PAGE EXTRACT:
┌──

Social Security Disability (SSD) could be crucial if a medical condition prevents you from working. Yet it’s not always clear which conditions are eligible. What’s the situation if you have asthma?
The Social Security Administration (SSA) shares its assessment guidelines in its Blue Book. This explains how the agency will consider various conditions, including asthma.
How bad is it?
The SSA may ask you to take a spirometry test to measure your ability to breathe air in or out of your lungs. They’ll compare the results against the averages for your age, height and gender.
Will it stop you from working for at least 12 months?
This is the base for most disability benefits claims – you need to show that your condition prevents you from working for at least a year.
Could you do anything to reduce asthma’s effect on you?

└──

PROBLEM REQUIREMENTS: Write the next part of the article above on asthma and Social Security Disability, picking up after its final question.

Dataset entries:

┌──

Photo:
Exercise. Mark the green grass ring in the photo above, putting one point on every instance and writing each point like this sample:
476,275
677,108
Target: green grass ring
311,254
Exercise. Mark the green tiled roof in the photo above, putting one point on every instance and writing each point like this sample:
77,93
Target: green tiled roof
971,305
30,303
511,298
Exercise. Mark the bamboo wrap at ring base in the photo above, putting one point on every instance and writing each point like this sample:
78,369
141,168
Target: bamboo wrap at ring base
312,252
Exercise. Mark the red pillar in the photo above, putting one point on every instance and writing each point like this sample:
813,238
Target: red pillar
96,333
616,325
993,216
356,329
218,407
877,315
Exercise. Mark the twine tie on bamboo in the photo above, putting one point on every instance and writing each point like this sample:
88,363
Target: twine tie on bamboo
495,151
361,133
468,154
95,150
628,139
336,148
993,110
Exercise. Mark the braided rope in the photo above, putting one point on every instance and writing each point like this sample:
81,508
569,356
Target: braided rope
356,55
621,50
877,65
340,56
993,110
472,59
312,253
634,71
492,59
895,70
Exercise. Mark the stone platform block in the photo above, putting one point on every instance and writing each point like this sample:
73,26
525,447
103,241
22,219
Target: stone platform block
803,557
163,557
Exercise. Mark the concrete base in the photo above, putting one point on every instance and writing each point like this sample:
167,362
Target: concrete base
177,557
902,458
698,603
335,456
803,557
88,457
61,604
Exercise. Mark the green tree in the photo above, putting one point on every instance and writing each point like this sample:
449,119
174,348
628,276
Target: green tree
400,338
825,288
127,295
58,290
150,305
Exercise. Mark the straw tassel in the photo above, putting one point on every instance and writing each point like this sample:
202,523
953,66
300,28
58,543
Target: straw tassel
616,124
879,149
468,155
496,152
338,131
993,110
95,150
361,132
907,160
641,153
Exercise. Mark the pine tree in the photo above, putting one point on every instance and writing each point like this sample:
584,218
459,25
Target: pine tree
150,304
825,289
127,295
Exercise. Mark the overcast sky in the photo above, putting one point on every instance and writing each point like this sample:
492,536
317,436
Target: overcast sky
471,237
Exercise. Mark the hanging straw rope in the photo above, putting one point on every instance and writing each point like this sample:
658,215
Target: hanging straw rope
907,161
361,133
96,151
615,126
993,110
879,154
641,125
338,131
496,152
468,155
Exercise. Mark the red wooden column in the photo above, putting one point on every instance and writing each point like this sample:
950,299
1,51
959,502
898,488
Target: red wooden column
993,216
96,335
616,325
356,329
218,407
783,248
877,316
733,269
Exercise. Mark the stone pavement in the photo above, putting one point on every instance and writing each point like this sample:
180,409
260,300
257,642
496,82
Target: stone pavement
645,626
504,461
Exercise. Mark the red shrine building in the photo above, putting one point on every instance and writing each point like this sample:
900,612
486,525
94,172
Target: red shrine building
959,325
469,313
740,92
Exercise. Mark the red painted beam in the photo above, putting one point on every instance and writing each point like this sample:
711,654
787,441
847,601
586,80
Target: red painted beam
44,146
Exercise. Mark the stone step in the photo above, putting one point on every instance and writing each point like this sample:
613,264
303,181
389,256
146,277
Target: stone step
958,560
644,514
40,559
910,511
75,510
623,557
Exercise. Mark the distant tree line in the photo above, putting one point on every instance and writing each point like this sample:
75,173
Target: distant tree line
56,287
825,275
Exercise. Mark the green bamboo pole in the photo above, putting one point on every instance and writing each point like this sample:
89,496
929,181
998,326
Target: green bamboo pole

└──

FINAL ANSWER:
The SSA will want to see that you are doing everything possible to ease your condition. If they spot things you are not trying, they may insist you try them for a specific amount of time to see if they make a difference.
What if my asthma leads to respiratory failure?
If this happens, the SSA can consider approving your claim under a different set of guidelines – those for respiratory failure. You’d typically need to show you’ve required serious medical intervention lasting at least 48 hours on two separate occasions, 30 days or more apart.
Asthma-related SSD claims can be challenging. If you believe you qualify for benefits, consider legal assistance to compile the evidence needed to build a strong initial application.